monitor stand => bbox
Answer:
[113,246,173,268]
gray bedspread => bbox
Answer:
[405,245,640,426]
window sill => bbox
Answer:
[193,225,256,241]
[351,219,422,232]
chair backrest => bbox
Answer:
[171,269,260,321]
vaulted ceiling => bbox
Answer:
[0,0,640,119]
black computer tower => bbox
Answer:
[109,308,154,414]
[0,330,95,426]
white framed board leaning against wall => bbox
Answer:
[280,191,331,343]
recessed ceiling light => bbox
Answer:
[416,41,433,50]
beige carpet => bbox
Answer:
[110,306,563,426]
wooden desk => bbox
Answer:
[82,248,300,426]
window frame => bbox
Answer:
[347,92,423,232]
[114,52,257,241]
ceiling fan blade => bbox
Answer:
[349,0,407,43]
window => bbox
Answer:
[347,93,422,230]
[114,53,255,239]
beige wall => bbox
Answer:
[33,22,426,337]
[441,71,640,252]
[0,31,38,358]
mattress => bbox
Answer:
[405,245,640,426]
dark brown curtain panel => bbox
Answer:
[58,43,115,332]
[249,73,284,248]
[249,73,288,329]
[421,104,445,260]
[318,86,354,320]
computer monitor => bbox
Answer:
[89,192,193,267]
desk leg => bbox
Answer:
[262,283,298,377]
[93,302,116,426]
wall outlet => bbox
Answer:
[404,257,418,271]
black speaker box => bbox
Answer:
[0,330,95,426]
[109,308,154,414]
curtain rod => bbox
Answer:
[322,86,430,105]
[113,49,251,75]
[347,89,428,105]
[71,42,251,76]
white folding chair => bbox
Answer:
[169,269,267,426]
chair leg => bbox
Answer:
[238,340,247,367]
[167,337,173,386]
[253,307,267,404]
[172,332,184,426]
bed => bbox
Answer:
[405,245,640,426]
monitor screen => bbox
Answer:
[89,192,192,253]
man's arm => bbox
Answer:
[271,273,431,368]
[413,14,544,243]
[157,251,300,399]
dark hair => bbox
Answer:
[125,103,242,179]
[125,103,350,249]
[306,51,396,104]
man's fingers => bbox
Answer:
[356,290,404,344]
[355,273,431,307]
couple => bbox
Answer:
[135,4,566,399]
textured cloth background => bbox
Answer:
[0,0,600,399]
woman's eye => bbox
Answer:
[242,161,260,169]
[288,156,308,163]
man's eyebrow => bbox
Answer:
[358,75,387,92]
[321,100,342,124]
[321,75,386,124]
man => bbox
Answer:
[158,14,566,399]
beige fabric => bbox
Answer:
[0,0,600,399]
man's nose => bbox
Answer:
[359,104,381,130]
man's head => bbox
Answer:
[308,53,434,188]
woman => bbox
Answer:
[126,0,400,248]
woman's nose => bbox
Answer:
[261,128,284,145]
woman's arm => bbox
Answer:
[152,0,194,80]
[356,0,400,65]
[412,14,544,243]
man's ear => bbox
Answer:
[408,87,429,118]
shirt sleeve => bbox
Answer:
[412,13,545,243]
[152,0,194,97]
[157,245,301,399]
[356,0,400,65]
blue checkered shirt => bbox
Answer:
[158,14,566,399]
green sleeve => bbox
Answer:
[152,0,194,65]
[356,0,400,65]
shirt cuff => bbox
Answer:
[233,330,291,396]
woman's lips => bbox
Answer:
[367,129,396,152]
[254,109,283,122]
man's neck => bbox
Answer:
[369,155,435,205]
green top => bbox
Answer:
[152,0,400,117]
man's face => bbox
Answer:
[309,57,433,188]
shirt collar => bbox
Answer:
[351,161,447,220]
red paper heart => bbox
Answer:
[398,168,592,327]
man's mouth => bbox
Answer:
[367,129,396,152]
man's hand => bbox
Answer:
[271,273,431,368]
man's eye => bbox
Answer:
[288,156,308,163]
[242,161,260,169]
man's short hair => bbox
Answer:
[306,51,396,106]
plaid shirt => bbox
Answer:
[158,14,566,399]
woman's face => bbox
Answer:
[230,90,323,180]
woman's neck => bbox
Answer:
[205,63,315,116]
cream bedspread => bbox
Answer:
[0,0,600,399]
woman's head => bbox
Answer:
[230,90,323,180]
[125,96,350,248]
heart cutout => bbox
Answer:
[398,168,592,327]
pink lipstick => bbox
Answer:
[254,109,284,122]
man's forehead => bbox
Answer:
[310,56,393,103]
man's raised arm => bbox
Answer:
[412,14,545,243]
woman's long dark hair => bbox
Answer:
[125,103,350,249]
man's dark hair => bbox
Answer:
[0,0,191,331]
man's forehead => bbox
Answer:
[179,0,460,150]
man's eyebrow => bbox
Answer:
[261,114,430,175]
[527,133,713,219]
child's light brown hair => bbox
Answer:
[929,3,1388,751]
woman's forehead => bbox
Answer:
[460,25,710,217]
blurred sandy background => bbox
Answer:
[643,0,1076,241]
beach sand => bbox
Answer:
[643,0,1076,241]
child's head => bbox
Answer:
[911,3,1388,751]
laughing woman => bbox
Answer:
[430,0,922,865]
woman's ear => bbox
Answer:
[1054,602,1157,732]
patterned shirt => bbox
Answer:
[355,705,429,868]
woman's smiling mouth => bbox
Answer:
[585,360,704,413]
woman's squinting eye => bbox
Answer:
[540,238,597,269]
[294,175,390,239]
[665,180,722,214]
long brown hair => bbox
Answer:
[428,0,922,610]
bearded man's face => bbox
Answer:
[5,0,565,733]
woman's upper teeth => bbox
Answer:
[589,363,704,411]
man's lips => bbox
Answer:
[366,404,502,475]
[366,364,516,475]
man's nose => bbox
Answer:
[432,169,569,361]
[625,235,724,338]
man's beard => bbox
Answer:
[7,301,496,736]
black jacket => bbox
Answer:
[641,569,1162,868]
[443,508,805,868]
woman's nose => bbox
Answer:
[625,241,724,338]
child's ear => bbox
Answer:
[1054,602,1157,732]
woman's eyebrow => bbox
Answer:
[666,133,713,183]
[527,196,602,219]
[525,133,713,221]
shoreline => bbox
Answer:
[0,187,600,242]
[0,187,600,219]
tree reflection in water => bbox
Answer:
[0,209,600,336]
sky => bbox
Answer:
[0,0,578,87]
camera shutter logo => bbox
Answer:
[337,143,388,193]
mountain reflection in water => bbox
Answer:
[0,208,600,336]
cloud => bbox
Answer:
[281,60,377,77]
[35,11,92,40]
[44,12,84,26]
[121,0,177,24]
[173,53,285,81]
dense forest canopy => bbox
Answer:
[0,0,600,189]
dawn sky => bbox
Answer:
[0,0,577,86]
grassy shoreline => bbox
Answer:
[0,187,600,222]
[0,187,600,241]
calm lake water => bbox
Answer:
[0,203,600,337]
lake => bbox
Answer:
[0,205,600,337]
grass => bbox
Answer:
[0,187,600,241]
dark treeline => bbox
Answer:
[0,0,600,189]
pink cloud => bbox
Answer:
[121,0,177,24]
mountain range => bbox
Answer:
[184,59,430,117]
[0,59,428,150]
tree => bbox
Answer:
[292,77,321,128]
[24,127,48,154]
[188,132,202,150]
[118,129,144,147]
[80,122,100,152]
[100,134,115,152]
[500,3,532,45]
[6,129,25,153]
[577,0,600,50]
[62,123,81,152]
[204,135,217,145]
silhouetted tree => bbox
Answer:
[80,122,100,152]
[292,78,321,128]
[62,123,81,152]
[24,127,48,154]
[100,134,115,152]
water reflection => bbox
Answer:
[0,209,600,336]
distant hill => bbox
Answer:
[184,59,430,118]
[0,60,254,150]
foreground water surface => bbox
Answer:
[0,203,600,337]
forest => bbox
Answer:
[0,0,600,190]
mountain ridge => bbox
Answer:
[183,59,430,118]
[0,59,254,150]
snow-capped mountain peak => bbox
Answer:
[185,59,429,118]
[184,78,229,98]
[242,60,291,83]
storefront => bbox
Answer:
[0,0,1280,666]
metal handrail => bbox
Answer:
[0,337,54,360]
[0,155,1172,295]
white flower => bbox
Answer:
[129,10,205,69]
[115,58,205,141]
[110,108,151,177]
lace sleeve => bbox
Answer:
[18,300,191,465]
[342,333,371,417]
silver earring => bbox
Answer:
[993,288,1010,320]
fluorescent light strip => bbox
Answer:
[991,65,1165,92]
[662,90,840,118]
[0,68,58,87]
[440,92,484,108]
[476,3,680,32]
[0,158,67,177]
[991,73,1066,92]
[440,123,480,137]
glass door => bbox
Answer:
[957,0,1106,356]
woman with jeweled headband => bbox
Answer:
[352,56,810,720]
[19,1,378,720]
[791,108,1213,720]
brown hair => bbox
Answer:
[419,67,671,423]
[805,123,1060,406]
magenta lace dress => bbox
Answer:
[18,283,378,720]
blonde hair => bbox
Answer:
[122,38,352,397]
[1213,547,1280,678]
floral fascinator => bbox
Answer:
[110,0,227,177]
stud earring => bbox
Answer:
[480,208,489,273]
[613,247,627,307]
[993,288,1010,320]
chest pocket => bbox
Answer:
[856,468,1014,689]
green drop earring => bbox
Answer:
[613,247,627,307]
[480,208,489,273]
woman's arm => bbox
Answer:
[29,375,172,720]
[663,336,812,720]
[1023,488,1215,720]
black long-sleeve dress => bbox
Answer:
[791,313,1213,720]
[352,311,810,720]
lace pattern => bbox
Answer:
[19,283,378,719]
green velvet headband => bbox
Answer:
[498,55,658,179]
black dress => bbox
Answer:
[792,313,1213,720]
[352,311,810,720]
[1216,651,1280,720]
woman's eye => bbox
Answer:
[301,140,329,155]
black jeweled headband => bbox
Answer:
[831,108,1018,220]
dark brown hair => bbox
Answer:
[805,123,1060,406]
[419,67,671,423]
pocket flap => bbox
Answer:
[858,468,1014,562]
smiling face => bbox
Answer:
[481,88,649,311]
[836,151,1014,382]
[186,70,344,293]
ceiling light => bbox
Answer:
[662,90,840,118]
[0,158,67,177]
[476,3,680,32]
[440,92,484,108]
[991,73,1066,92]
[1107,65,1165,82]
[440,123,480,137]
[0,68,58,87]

___

= Description of the task =
Copy the records word for word, starting at the line containing "woman's squinting eye => bbox" and ending at the line containing "[589,363,704,411]".

= Finished exercise =
woman's squinting eye => bbox
Answer:
[540,238,597,269]
[294,175,390,239]
[665,180,722,214]
long brown hair => bbox
Answer:
[428,0,922,610]
bearded man's face => bbox
Answer:
[5,0,565,733]
woman's upper teeth => bbox
Answer:
[589,363,704,411]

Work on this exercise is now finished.